"""

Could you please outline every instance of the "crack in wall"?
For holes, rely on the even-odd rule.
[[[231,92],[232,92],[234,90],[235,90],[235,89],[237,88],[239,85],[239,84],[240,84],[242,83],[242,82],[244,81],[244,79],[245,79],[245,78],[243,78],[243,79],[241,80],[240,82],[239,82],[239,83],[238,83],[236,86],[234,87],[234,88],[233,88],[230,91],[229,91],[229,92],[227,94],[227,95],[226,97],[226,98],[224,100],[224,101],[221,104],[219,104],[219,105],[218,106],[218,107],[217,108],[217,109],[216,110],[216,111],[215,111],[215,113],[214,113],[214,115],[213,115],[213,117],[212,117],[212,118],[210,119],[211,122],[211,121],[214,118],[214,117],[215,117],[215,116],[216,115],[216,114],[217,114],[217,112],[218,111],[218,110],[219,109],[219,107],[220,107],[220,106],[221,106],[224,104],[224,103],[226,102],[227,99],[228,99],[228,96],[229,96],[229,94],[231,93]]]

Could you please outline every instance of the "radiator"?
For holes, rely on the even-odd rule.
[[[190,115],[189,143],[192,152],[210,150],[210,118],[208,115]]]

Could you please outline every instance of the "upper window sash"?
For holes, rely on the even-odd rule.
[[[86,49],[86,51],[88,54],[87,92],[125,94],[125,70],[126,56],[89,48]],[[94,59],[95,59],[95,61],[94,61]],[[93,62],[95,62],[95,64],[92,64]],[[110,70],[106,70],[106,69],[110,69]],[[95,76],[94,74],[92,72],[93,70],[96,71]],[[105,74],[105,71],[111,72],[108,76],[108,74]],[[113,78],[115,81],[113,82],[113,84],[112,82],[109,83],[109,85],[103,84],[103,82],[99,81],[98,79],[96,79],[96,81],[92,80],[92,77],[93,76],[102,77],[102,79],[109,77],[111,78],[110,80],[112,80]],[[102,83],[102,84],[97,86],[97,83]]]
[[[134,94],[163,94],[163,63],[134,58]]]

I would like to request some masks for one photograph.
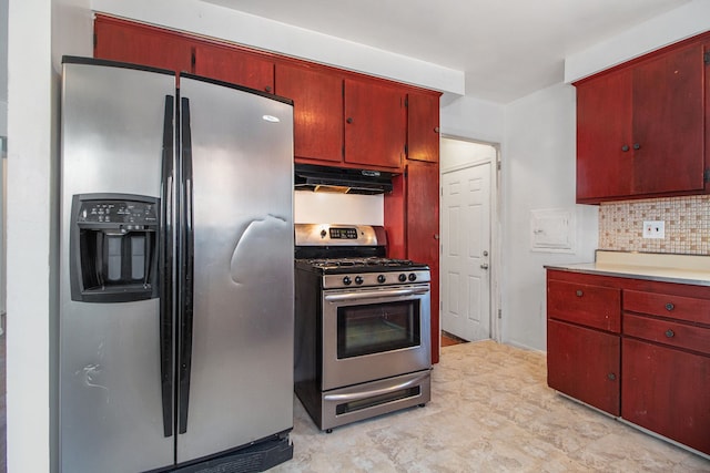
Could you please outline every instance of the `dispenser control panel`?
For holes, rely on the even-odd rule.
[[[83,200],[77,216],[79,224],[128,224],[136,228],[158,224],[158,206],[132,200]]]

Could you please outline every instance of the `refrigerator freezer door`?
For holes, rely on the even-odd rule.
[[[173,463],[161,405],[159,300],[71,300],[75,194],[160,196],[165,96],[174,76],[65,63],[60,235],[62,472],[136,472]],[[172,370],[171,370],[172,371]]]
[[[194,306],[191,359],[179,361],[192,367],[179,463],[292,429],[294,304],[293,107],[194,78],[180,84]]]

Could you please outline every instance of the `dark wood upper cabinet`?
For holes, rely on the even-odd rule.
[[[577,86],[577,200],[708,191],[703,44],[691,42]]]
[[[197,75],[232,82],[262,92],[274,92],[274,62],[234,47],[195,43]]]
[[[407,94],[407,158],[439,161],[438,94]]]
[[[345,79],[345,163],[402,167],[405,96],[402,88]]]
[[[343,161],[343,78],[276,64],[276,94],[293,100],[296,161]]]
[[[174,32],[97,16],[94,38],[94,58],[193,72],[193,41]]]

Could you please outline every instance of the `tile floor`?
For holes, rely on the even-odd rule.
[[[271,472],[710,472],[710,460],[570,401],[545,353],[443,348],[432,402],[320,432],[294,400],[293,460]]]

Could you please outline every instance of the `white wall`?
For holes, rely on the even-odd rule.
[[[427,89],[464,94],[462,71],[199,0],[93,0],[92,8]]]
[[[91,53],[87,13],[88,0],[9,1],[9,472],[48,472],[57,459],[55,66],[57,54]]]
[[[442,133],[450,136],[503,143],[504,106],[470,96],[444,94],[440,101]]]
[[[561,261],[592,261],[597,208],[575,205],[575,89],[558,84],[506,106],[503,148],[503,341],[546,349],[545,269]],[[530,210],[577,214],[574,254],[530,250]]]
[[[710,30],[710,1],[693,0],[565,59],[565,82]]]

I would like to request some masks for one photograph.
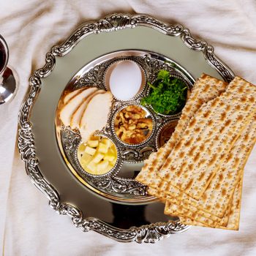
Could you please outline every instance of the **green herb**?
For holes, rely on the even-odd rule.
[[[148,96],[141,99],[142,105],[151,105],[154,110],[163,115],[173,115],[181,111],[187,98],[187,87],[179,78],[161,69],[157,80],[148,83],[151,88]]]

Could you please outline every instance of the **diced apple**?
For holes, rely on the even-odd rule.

"""

What you will do
Transcribe all of the material above line for line, without changing any wording or coordinates. Omit the pictures from your transcription.

Reply to the task
Could you please outline every instance of the "crack in wall"?
For holes, rely on the even-odd rule.
[[[231,92],[232,92],[234,90],[235,90],[235,89],[237,88],[239,85],[239,84],[240,84],[242,83],[242,82],[244,81],[244,79],[245,79],[245,78],[243,78],[243,79],[241,80],[240,82],[239,82],[239,83],[238,83],[236,86],[234,87],[234,88],[233,88],[230,91],[229,91],[229,92],[227,94],[227,95],[226,97],[226,98],[224,100],[224,101],[221,104],[219,104],[219,105],[218,106],[218,107],[217,108],[217,109],[216,110],[216,111],[215,111],[215,113],[214,113],[214,115],[213,115],[213,117],[212,117],[212,118],[210,119],[211,122],[211,121],[214,118],[214,117],[215,117],[215,116],[216,115],[216,114],[217,114],[217,112],[218,111],[218,110],[219,109],[219,107],[220,107],[220,106],[221,106],[224,104],[224,103],[226,102],[227,99],[228,99],[228,96],[229,96],[229,94],[231,93]]]

Could you please outline every instance of the "radiator"?
For holes, rely on the even-odd rule.
[[[190,115],[189,143],[192,152],[210,150],[210,118],[208,115]]]

Could you please outline every instance of the "upper window sash"?
For holes, rely on the even-odd rule.
[[[86,49],[86,51],[88,54],[87,92],[125,94],[125,70],[126,56],[89,48]],[[94,59],[95,59],[95,61],[94,61]],[[93,62],[95,62],[95,64],[92,64]],[[110,70],[106,70],[106,69],[110,69]],[[95,76],[94,74],[92,72],[93,70],[96,71]],[[105,74],[105,71],[111,72],[108,76],[108,74]],[[113,78],[115,81],[113,82],[113,84],[112,82],[109,83],[109,85],[103,84],[103,82],[99,81],[98,79],[96,79],[96,81],[92,80],[92,77],[93,76],[102,77],[102,79],[109,77],[111,78],[110,80],[112,80]],[[102,83],[102,84],[97,86],[97,83]]]
[[[134,94],[163,94],[163,63],[134,58]]]

I would like to request some masks for one photograph.
Could you please outline every instance of the `dispenser control panel`?
For holes, rely on the even-odd rule.
[[[83,200],[77,216],[79,224],[128,224],[136,228],[158,224],[158,206],[132,200]]]

Could you please outline every instance of the `refrigerator freezer door`?
For holes, rely on the even-odd rule.
[[[173,463],[161,405],[159,300],[71,300],[75,194],[160,196],[165,96],[174,76],[65,63],[60,235],[62,472],[136,472]],[[172,370],[171,370],[172,371]]]
[[[194,306],[191,359],[179,361],[192,367],[179,463],[292,429],[294,304],[293,107],[194,78],[180,84]]]

Could you please outline every instance of the `dark wood upper cabinet`?
For holes, rely on the even-odd rule.
[[[577,86],[577,200],[708,191],[703,44],[691,42]]]
[[[197,75],[232,82],[262,92],[274,92],[274,62],[234,47],[195,43]]]
[[[407,94],[407,158],[439,161],[438,94]]]
[[[345,79],[345,163],[402,167],[405,96],[402,88]]]
[[[343,161],[343,78],[276,64],[276,94],[293,100],[296,161]]]
[[[174,32],[97,16],[94,38],[94,58],[193,72],[193,41]]]

Could you please outline every instance of the `tile floor`?
For holes, rely on the even-odd rule.
[[[271,472],[710,472],[710,460],[570,401],[545,353],[443,348],[432,402],[320,432],[294,400],[293,460]]]

Could you please outline every instance of the `white wall`?
For holes, rely on the even-odd rule.
[[[427,89],[464,94],[462,71],[199,0],[93,0],[92,8]]]
[[[91,53],[87,13],[88,0],[9,1],[9,472],[48,472],[57,459],[55,66],[57,54]]]
[[[442,133],[450,136],[503,143],[504,106],[470,96],[444,94],[440,101]]]
[[[561,261],[592,261],[597,208],[575,205],[575,89],[558,84],[506,106],[503,148],[503,341],[546,349],[545,269]],[[530,210],[577,214],[574,254],[530,250]]]
[[[710,30],[710,1],[693,0],[565,59],[565,82]]]

I would like to request some masks for one photograph.
Could you please outline every instance of the **green herb**?
For holes, rely on the even-odd rule.
[[[148,96],[141,99],[142,105],[151,105],[154,110],[163,115],[173,115],[181,111],[187,98],[187,87],[179,78],[161,69],[157,80],[148,83],[151,88]]]

Could you please outline every instance of the **diced apple**?
For holes, rely on the even-odd rule.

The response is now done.